Aim: Reproduce all the entries exactly and keep the pictures out.

Input data:
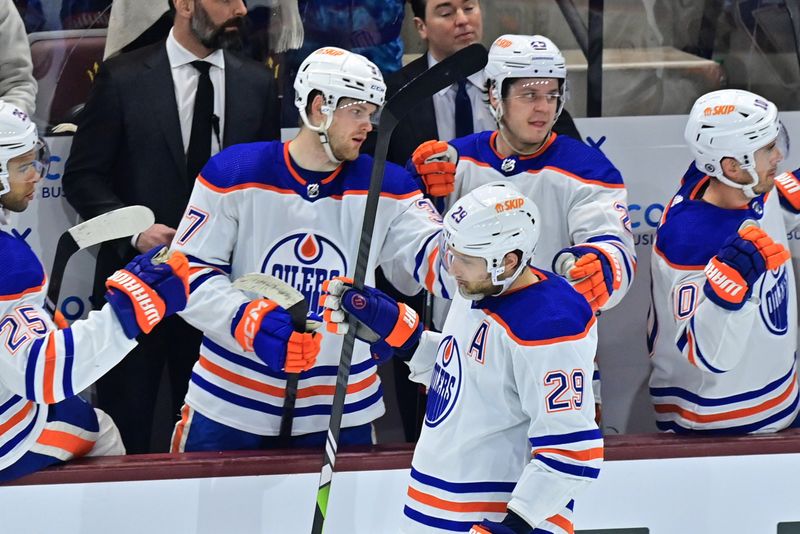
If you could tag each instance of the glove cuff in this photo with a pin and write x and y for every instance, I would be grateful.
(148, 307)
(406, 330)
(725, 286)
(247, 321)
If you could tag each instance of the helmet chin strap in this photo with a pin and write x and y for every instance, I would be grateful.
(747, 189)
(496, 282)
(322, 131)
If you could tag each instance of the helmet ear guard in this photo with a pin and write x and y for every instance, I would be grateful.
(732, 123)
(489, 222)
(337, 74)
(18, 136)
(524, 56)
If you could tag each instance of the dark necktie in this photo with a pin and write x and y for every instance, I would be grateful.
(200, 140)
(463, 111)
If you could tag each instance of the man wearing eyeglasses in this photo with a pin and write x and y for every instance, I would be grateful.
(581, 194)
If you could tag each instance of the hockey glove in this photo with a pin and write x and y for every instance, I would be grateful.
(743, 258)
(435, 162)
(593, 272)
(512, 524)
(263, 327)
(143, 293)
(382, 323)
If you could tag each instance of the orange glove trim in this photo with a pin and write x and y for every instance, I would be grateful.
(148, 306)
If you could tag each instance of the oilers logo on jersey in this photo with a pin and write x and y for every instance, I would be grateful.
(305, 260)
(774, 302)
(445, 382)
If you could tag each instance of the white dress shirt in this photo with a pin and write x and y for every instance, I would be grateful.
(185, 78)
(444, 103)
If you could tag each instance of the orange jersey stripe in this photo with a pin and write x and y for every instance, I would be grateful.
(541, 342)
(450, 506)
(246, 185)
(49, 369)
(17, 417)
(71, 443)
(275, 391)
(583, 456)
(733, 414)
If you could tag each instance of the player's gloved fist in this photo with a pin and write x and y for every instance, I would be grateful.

Response:
If you could tag each instance of the glove cuff in this photo with a pin and write x and y for every instance, I would be grateful.
(148, 307)
(406, 330)
(725, 286)
(247, 321)
If you could tag each instance of the helmet chin strap in this photo with a pin and write x and y for every instance, I would be grateful.
(747, 189)
(496, 282)
(322, 131)
If you could tag each instance of the helmet ear guard in this photo with a pin and write x and y for every instance, I would be grateful.
(732, 123)
(489, 222)
(337, 74)
(18, 136)
(524, 56)
If you could tag each instance of the dark necktie in this photo with a pin and write x and y for every instance, I would be grateful.
(200, 140)
(463, 111)
If you could tag each instance of the man wearing eyeglasses in this photo with a pin and write x and y for every instance, I would be grateful.
(581, 194)
If you could tag each instance of the hockey glove in this photo with a pin and write x and y for every instance, I would be grateful.
(743, 258)
(435, 162)
(593, 272)
(512, 524)
(263, 327)
(143, 293)
(382, 323)
If you could tag each instance of the orange glove trim in this photo with a pin and write x and y for every instance, I would be grateful.
(148, 306)
If you could tag each instance of the oilers logo on jersey in this photo with a pin and write x and y for every instance, I would be grateful.
(305, 260)
(774, 302)
(445, 382)
If you could tag each instance of the white dress shirt in this photo with a pin and write x and y for every instance, I would be grateful.
(185, 78)
(444, 103)
If you could tag each instance of the orange jersey stripe in this photo with a pin and write x and y for every instance, I would be grateful.
(541, 342)
(450, 506)
(246, 185)
(49, 369)
(17, 417)
(71, 443)
(275, 391)
(583, 456)
(733, 414)
If you could tag each instance of the player's gloved fist in this photo with a pin and write x and y for every instance, I would be grateful.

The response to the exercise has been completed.